Rewrite the records from the line containing "Can you find the tree trunk?" down to the line containing "pixel 71 67", changing "wet rock" to "mossy boulder" and leaving everything else unchanged. Return only those lines.
┌──
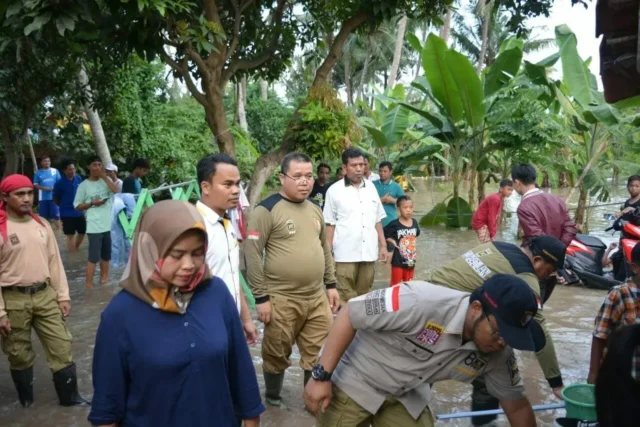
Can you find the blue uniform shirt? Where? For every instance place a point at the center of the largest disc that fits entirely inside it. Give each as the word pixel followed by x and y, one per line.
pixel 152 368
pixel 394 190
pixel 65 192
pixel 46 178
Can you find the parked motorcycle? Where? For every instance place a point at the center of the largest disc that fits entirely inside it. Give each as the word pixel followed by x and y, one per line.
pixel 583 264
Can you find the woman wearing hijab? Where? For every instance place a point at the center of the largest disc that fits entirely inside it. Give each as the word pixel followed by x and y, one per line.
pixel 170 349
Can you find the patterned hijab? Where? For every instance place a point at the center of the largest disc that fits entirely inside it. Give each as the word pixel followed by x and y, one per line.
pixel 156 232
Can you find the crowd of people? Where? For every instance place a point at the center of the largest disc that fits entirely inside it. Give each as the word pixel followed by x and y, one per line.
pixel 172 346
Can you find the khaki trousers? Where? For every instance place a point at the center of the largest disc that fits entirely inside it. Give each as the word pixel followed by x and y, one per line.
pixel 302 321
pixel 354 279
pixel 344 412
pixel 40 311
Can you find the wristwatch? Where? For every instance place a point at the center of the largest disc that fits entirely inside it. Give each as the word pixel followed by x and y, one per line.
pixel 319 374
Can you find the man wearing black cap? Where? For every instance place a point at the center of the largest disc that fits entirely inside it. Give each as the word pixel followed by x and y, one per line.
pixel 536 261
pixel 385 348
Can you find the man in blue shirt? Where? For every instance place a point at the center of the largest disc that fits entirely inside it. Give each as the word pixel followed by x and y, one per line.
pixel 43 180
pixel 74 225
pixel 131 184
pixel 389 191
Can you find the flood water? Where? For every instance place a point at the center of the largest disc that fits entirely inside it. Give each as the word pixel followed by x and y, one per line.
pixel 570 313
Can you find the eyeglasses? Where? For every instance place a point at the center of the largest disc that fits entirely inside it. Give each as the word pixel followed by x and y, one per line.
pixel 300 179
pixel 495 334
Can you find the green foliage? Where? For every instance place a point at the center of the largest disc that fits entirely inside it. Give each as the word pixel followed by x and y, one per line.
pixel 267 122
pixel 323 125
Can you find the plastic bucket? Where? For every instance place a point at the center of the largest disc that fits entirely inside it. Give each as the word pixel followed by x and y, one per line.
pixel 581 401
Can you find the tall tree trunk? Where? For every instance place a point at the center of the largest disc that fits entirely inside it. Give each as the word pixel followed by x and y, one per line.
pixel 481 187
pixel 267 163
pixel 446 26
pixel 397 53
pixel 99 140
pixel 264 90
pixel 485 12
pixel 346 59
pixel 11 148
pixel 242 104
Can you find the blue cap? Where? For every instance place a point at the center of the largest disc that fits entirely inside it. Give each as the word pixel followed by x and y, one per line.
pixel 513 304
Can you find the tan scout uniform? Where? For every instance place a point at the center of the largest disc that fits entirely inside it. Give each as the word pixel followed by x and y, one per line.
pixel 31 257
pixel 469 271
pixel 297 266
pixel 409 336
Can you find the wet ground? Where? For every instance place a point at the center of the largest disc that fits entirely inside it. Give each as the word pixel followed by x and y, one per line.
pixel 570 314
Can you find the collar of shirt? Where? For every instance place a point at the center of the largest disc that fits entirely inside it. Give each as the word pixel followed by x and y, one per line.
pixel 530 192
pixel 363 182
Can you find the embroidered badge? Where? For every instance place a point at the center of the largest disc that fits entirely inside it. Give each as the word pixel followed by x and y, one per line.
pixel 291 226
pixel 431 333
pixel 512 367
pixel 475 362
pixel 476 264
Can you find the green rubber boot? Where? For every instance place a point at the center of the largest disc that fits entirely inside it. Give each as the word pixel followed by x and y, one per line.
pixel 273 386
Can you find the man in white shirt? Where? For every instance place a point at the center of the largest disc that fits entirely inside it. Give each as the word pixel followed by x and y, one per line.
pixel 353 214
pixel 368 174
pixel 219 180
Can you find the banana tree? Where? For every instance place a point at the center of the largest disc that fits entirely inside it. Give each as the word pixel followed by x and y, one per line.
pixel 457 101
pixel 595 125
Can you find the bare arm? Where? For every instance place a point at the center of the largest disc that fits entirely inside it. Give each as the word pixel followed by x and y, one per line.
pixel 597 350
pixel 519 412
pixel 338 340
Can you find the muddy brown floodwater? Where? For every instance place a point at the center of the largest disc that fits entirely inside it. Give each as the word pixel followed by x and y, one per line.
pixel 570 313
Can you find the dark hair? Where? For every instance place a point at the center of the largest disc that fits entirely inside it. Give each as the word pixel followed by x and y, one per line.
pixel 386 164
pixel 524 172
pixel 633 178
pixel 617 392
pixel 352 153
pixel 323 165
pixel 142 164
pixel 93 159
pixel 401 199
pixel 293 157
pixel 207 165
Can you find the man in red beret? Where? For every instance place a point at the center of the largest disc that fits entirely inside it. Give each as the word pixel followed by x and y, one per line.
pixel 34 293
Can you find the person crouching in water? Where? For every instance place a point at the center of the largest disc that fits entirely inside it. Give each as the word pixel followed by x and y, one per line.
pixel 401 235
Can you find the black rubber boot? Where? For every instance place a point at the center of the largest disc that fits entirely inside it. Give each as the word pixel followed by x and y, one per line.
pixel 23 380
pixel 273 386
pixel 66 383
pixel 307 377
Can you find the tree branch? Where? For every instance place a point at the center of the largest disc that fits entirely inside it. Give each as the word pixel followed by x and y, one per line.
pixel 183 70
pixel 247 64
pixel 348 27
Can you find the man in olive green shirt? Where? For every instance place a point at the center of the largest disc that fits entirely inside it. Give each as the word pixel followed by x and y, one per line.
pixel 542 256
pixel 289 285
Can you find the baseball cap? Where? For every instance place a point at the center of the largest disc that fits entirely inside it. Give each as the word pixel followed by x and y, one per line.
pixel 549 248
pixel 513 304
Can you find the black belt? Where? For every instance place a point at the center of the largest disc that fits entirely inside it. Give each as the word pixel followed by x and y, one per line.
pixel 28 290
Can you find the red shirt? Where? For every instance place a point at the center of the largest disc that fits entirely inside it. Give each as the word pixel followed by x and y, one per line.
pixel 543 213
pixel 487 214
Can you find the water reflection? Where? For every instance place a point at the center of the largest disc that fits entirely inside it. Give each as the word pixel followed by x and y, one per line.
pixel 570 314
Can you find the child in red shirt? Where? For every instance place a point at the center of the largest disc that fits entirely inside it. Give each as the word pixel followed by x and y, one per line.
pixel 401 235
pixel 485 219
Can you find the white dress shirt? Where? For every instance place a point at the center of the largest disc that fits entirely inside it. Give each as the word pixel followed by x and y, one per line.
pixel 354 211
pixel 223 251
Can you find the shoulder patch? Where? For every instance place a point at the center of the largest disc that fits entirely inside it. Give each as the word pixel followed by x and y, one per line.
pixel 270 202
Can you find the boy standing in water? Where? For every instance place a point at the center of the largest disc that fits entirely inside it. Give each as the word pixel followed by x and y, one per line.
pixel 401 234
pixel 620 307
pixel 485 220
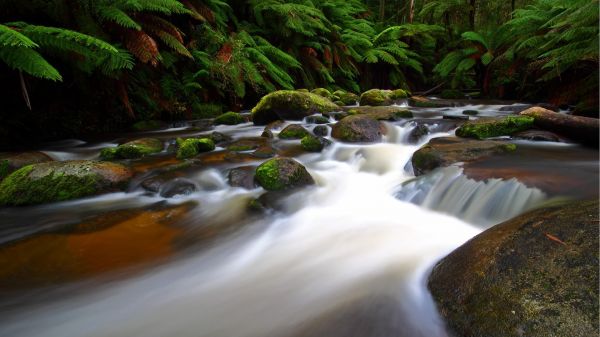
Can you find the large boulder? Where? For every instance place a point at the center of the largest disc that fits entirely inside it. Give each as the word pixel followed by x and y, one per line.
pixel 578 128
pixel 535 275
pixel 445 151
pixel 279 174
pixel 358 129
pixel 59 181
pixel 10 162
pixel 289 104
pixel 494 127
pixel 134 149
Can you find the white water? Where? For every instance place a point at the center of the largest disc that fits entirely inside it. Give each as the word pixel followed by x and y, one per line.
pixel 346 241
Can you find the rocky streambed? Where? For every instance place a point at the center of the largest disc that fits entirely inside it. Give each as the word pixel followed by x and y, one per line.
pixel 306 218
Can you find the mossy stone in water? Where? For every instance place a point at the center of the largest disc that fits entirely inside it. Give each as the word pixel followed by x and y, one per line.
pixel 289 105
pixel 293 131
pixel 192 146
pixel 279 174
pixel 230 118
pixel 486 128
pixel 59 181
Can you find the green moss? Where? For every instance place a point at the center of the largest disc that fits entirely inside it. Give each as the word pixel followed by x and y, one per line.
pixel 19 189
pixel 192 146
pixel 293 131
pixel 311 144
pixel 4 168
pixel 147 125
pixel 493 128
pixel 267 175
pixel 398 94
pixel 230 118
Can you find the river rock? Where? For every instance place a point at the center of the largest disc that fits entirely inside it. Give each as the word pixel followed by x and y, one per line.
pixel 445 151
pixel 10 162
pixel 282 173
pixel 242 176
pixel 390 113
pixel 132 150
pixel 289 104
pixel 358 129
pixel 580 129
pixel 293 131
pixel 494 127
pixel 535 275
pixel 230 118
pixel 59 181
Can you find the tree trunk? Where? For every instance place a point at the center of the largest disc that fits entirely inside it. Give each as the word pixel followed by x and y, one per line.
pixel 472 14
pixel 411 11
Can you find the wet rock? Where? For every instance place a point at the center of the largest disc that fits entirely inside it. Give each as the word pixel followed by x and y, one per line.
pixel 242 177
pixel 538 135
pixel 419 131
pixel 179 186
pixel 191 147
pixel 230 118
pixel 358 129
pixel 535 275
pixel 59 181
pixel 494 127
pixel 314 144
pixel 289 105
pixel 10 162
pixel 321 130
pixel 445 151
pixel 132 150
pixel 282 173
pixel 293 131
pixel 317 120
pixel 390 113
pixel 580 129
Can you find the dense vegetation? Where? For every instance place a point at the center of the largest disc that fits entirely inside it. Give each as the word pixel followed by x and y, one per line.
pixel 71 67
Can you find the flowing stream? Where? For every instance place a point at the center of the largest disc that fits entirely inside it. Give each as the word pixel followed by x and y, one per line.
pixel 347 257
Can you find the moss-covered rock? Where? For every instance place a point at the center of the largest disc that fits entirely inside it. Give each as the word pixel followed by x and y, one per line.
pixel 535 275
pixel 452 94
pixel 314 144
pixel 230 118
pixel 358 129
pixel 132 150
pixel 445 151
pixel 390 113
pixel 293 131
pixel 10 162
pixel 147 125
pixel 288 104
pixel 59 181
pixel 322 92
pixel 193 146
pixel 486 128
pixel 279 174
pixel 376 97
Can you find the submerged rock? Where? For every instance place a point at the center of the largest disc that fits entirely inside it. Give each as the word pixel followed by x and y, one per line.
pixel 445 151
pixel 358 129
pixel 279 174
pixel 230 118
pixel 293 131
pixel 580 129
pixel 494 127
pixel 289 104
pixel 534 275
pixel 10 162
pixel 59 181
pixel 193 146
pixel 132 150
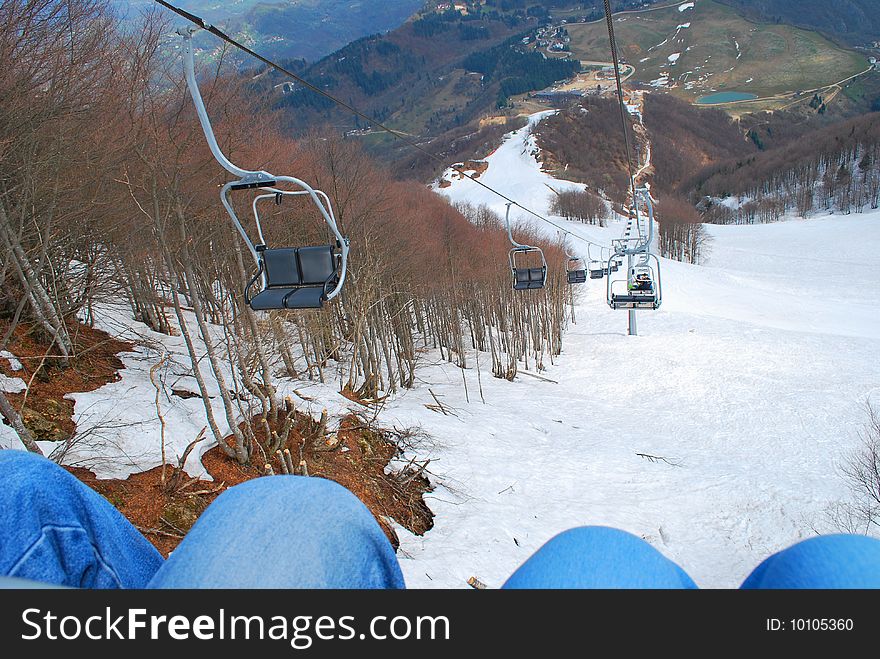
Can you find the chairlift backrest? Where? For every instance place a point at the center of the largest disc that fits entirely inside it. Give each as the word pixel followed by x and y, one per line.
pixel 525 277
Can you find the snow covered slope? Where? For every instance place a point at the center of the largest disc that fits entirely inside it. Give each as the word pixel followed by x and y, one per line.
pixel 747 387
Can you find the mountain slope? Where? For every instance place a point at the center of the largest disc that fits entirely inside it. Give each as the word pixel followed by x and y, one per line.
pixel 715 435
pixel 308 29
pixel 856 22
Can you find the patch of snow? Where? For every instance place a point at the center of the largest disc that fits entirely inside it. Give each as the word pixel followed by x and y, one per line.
└──
-- Full output --
Can you find the tree trunk? Where? For every instance place a point at the center of the largest disc that fits entirely inside it. Give each as the word pixel followed by x and y, one per line.
pixel 472 14
pixel 411 11
Can you find the mossy boulder? Where? For every instance place a point at the center of the largest disc that fits entirely inside it. Give each as the word pixel followed by x and y, one per line.
pixel 242 177
pixel 538 135
pixel 419 131
pixel 179 186
pixel 191 147
pixel 230 118
pixel 358 129
pixel 535 275
pixel 59 181
pixel 494 127
pixel 314 144
pixel 289 105
pixel 10 162
pixel 321 130
pixel 445 151
pixel 132 150
pixel 282 173
pixel 293 131
pixel 317 120
pixel 390 113
pixel 580 129
Can you find the dense vegetation? Where? For every instance place a point at the center of the largest disc that fits entirely inside it. Give each as the word pixel followed by x and y, one per line.
pixel 71 67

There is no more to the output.